[PROVIDED RECORDS]
......

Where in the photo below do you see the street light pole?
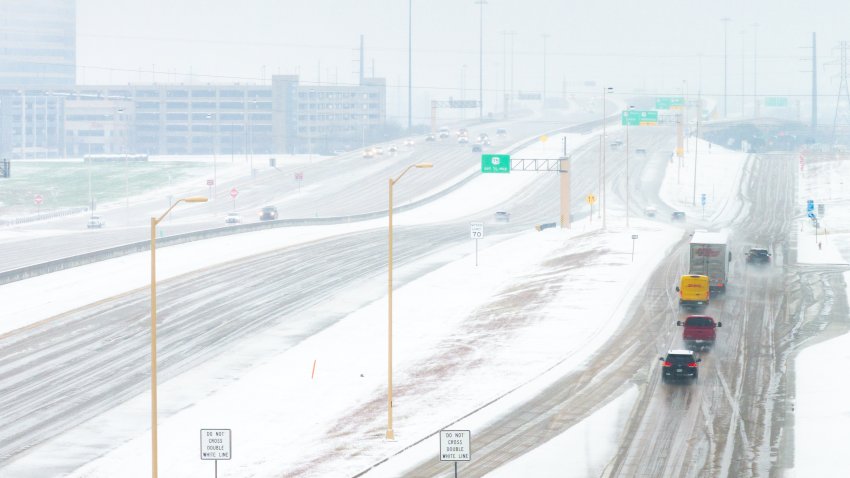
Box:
[151,196,207,478]
[207,113,218,201]
[720,17,731,118]
[599,86,614,229]
[475,0,487,121]
[626,105,634,227]
[407,0,413,130]
[387,163,434,440]
[542,33,549,108]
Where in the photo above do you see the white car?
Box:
[86,216,106,229]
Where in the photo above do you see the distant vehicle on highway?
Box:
[260,206,277,221]
[747,247,770,264]
[493,211,511,222]
[86,216,106,229]
[676,315,723,349]
[658,350,702,382]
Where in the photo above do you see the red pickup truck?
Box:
[676,315,723,347]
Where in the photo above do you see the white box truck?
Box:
[688,231,732,292]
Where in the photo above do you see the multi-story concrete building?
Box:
[0,75,386,158]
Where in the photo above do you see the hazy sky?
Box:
[77,0,850,123]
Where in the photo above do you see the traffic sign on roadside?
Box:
[440,430,472,461]
[201,429,231,460]
[481,154,511,173]
[620,110,658,126]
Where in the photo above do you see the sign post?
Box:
[585,194,596,224]
[201,428,232,478]
[230,186,239,211]
[469,222,484,267]
[33,194,44,217]
[632,234,637,262]
[440,430,472,478]
[481,154,511,173]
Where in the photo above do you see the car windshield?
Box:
[685,317,714,327]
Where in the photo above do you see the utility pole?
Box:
[407,0,413,133]
[752,23,759,118]
[542,33,549,108]
[720,17,731,118]
[475,0,487,121]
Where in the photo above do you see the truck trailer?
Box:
[688,231,732,292]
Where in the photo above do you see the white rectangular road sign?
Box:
[440,430,472,461]
[469,222,484,239]
[201,429,230,460]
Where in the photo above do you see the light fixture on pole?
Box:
[151,196,207,478]
[387,163,434,440]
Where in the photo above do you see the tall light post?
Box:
[475,0,487,121]
[407,0,413,132]
[118,108,130,225]
[387,163,434,440]
[151,196,207,478]
[626,105,635,227]
[600,86,614,229]
[542,33,549,108]
[207,113,218,201]
[720,17,731,118]
[752,23,759,118]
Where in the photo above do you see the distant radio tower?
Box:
[832,41,850,144]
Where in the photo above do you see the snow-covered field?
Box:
[789,157,850,478]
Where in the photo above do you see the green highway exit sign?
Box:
[621,110,658,126]
[655,96,685,110]
[481,154,511,173]
[764,96,788,108]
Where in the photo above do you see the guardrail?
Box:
[0,116,613,285]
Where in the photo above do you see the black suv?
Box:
[260,206,277,221]
[747,247,770,264]
[658,350,702,382]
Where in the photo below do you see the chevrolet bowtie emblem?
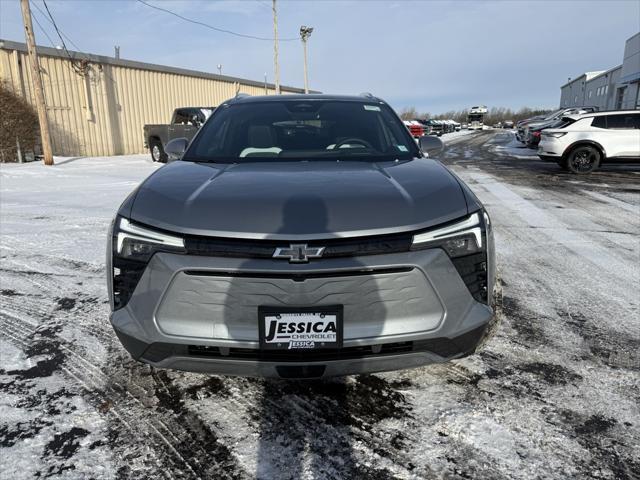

......

[THE PROBLEM] Extract each line from the items above that contains the string "post". Case counts.

[EXERCISE OUTPUT]
Where in the photo above do you see the sign post?
Where in the photo above do you see the tall light post?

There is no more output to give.